→ **Instructions**:
1. In the Birger Kajanus text below, translate this sentence into Spanish: "Kajanus was born on 20 November 1882 in Malmö, Sweden."
2. Answer these from the Birger Kajanus text below:
(a) In what year did he accept the invitation to lead the lichen work in Axel Hamberg's study of the Sarek region?
(b) Which wheat cultivar is named as one of his notable varieties?
(c) To what country did he move in the mid-1920s to breed cotton?

Swedish biologist (1882–1931)

Birger Kajanus (born Birger Nilsson; 20 November 1882 – 5 August 1931) was a Swedish botanist, geneticist, plant breeder and lichenologist. As a young student at Lund University he published pioneering work on lichens, proposing a new theory of soredia and isidia formation, and participated in early lichenological exploration of the Sarek mountains in northern Sweden. He later became a leading figure at the plant-breeding station Weibullsholm near Landskrona, where he carried out extensive Mendelian studies on beetroot, poppy and wheat and bred several successful crop varieties, notably the wheat cultivar Standard. In the mid-1920s he emigrated to Egypt to work as a cotton breeder, and he spent his final years there.

==Early life and education==
Kajanus was born on 20 November 1882 in Malmö, Sweden. As a student in Lund he immersed himself in independent studies of lichens and quickly began publishing scientific work. His early papers did not merely report floristic discoveries but advanced a new and ambitious theory on the formation of soredia and isidia.

In 1903 he accepted an invitation to take charge of the lichenological component of Axel Hamberg's large-scale investigation of the Sarek region. During this first major research expedition as a lichenologist he endured severe snowstorms in the mountains of Lapland, an experience later contrasted with his final work as a cotton breeder under the Egyptian sun. After the Lapland expedition he remained loyal to lichenology for several years, returning to Lund to teach successive cohorts of students.

→ **Record extracts**:

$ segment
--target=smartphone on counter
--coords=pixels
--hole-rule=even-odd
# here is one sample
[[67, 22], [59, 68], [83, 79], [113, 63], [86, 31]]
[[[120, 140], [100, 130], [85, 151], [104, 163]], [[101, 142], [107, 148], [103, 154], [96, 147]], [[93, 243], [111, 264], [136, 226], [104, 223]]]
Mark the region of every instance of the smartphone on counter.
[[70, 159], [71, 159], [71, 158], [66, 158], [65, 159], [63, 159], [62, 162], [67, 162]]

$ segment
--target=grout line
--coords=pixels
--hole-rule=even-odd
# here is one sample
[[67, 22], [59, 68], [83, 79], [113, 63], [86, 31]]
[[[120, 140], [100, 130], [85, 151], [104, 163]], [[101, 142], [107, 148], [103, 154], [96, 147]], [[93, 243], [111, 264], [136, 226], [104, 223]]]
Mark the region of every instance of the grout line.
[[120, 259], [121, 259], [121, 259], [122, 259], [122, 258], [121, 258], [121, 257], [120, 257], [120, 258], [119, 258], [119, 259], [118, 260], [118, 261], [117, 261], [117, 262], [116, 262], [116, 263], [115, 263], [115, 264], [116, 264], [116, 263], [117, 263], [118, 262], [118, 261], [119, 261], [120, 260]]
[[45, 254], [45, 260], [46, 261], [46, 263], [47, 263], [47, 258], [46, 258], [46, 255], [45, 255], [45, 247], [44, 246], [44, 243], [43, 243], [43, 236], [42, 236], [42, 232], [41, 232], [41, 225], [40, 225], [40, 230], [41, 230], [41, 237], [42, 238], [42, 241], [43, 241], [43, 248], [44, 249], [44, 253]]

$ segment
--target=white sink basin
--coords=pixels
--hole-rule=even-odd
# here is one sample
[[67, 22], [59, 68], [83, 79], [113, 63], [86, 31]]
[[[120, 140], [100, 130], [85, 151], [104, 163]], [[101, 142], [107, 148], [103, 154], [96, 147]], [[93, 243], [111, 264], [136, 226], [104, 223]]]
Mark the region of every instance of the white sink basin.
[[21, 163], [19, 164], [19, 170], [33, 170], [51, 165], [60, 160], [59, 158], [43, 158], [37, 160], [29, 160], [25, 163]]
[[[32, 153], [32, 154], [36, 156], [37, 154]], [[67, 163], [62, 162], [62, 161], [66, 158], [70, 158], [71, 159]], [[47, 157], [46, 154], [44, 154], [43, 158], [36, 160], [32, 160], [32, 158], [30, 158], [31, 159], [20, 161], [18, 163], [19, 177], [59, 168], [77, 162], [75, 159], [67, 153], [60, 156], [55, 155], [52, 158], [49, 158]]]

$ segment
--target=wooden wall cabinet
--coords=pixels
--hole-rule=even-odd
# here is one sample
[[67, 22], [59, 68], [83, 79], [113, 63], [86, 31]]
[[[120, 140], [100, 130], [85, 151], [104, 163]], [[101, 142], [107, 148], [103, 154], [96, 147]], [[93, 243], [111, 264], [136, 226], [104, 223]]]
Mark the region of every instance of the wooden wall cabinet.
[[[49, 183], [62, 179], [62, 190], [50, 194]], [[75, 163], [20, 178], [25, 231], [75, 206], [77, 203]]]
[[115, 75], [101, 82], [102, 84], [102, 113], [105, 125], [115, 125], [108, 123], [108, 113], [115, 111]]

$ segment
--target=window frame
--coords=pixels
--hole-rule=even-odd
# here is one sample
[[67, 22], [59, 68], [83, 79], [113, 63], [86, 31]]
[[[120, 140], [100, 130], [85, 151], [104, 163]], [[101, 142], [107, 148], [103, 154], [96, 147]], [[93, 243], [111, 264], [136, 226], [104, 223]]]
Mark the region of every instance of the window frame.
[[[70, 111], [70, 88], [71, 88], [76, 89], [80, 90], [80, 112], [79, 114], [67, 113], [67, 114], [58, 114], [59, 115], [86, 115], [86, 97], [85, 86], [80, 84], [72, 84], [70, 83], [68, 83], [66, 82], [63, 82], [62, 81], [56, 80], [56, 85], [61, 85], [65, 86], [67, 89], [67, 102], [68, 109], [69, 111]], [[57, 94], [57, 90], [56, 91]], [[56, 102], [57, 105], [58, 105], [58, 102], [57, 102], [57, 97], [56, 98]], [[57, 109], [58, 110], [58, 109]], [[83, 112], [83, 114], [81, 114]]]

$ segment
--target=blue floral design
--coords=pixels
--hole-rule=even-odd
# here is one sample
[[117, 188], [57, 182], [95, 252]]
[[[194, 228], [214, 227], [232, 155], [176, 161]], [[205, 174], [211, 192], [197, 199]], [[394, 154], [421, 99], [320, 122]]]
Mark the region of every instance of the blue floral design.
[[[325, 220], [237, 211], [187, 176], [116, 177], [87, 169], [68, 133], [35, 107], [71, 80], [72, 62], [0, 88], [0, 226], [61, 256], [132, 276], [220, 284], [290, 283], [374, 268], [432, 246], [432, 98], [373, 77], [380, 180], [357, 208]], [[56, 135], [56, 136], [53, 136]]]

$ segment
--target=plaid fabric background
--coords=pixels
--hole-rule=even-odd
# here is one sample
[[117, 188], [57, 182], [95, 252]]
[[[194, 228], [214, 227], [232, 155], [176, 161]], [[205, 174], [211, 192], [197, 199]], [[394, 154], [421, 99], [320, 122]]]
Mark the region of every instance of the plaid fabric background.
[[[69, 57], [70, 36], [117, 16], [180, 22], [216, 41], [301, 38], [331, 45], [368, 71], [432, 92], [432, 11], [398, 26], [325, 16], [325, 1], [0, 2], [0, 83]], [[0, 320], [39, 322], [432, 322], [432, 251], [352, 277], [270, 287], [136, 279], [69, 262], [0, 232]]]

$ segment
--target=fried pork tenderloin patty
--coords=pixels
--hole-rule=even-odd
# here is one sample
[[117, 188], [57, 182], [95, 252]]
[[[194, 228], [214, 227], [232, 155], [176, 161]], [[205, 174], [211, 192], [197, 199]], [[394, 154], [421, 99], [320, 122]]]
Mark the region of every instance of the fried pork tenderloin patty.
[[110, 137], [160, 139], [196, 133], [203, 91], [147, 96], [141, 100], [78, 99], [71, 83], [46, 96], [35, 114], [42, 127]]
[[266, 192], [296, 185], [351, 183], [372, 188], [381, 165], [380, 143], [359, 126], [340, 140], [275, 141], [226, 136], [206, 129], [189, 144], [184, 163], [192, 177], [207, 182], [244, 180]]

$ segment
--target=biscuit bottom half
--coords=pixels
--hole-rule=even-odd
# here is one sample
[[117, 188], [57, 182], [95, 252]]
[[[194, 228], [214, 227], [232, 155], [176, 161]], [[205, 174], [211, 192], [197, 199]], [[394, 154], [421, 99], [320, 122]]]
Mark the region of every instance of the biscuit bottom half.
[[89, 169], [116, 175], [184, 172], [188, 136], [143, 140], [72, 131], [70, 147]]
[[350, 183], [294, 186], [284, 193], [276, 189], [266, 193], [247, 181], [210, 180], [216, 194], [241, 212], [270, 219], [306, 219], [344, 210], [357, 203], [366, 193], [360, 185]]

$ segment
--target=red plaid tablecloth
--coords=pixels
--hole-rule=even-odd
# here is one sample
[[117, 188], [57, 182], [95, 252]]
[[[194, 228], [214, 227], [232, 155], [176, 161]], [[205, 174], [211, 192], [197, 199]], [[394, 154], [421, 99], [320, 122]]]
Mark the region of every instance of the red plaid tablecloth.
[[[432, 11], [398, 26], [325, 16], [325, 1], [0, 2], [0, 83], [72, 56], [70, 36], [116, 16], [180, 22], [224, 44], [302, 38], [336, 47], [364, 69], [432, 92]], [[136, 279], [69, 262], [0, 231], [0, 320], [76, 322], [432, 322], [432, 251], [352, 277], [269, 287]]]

→ **Answers to the problems**:
1. Kajanus nació el 20 de noviembre de 1882 en Malmö, Suecia.

2.
(a) 1903
(b) Standard
(c) Egypt